§ ÉNONCÉ A
Répondez à ces questions à partir de l'article sur les Chrétiens de Gaza :
(i) Entre 2005 et 2016, de combien à combien d'individus le nombre des membres de la communauté chrétienne est-il passé ?
(ii) Selon le père Mario de Sylwa, combien de permis d'entrer dans Bethléem à Noël sont délivrés ?
(iii) Quelles Églises se partagent les fidèles dans la bande de Gaza ?

§ EXTRAIT À LIRE

☆ ☆ ☆ ☆ ☆

En direct de Gaza
PALESTINE – Être Chrétien à Gaza
Ziad Medoukh
Mardi 5 avril 2016
Fêter Pâques à Gaza n’est pas de tout
repos…
Depuis plus de dix ans, les
Chrétiens quittent Gaza, à cause des
événements tragiques qui ruinent les
territoires palestiniens en général et
la bande de Gaza en particulier,
victimes du blocus israélien, mais aussi
en raison des difficultés pour ces
derniers de pratiquer leur foi, de
rejoindre les lieux saints, Bethléem
pour la messe de Noël, Jérusalem et le
Saint-Sépulcre pour Pâques… et de
l’absence de perspectives pour toute une
population principalement versée dans le
commerce, dans cette région de plus en
plus isolée.
Les Chrétiens de Gaza, comme tous les
Chrétiens d’Orient, occupent une place
sociale et économique très importante ;
ils sont connus comme orfèvres,
négociants, propriétaires de magasins,
de stations d’essence…
C’est dans le quartier chrétien situé
dans le camp de réfugiés de Shata’, au
cœur de la ville de Gaza, qu’habite
Nabil Tarasi, un ingénieur chrétien.
Héritier d’une des grandes familles
chrétiennes établies à Gaza depuis des
siècles (parmi les familles chrétiennes
les plus connues à Gaza, on citera les
Tarasi, les Khouri, les Aiad, El-Sayagh,
El-Tawel, Saba et les Ghatas), il
regrette l’exode de sa communauté : le
nombre des membres de la communauté
chrétienne est tombé de 7.000 individus,
en 2005, à 3.000 actuellement, en 2016.
Le père Mario de Sylwa, curé de
paroisse à Gaza, insiste sur les mesures
israéliennes à l’encontre de la
population civile de Gaza et donc aussi
des Chrétiens : « Seulement 400
permis d’entrer dans Bethléem à
Noël (et seulement pour deux jours) sont
délivrés à une population de près de
3.000 âmes. »
Les Chrétiens partagent les mêmes
souffrances que le reste de la
population dans la bande de Gaza, car le
gouvernement israélien ne fait aucune
distinction entre Palestiniens musulmans
et Palestiniens chrétiens.
Dans la bande de Gaza, quatre
Églises se partagent les fidèles :
l’Église latine (catholique), deux
Églises orthodoxes, de rite oriental et
de rite occidental, et l’Église
évangéliste baptiste. Leurs bâtiments
cultuels sont ouverts pour la messe,
tous les dimanches ; et ils jouent aussi
le rôle de lieux de rencontres pour ces
communautés et les nombreuses
associations qui leur assurent une
existence très active.
À Gaza, l’église côtoie la mosquée,
et Musulmans et Chrétiens partagent la
même vie quotidienne.

☆ ☆ ☆ ☆ ☆

Enregistrements d'identification de positions:
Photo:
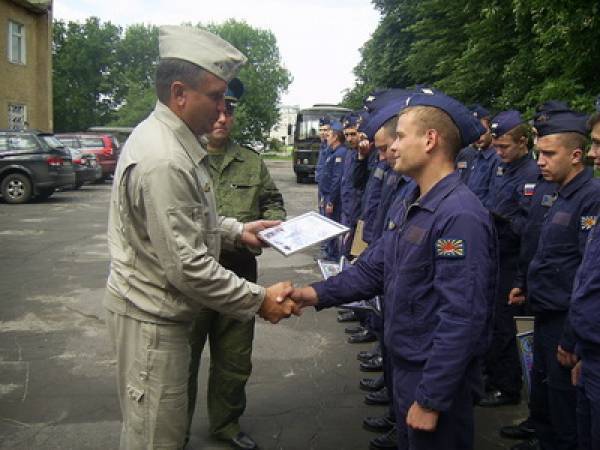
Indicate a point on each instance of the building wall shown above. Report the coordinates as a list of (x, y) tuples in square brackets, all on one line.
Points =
[(29, 84)]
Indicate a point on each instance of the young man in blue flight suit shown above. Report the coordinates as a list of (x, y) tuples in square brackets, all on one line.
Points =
[(511, 189), (332, 181), (484, 162), (467, 155), (351, 196), (436, 263), (562, 238), (585, 317)]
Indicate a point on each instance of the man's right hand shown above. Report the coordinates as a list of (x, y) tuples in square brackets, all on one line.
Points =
[(276, 304), (516, 296)]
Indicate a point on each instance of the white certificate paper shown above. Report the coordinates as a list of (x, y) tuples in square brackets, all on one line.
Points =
[(301, 232)]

☆ ☆ ☆ ☆ ☆

§ ÉNONCÉ B
Recopiez les lignes des enregistrements, en commençant par celle qui contient « Indicate a point on each instance of the man's » et en terminant à la fin des enregistrements, consignes comprises. Diminuez de 64 chaque coordonnée des réponses.

§ CORRIGÉ DÉTAILLÉ A
(i) Il est passé de 7.000 individus en 2005 à 3.000 en 2016.
(ii) Seulement 400 permis sont délivrés, valables seulement pour deux jours.
(iii) L'Église latine (catholique), deux Églises orthodoxes, de rite oriental et de rite occidental, et l'Église évangéliste baptiste.

§ CORRIGÉ DÉTAILLÉ B
Indicate a point on each instance of the man's right hand shown above. Report the coordinates as a list of (x, y) tuples in square brackets, all on one line.
Points =
[(212, 240), (452, 232)]
Indicate a point on each instance of the white certificate paper shown above. Report the coordinates as a list of (x, y) tuples in square brackets, all on one line.
Points =
[(237, 168)]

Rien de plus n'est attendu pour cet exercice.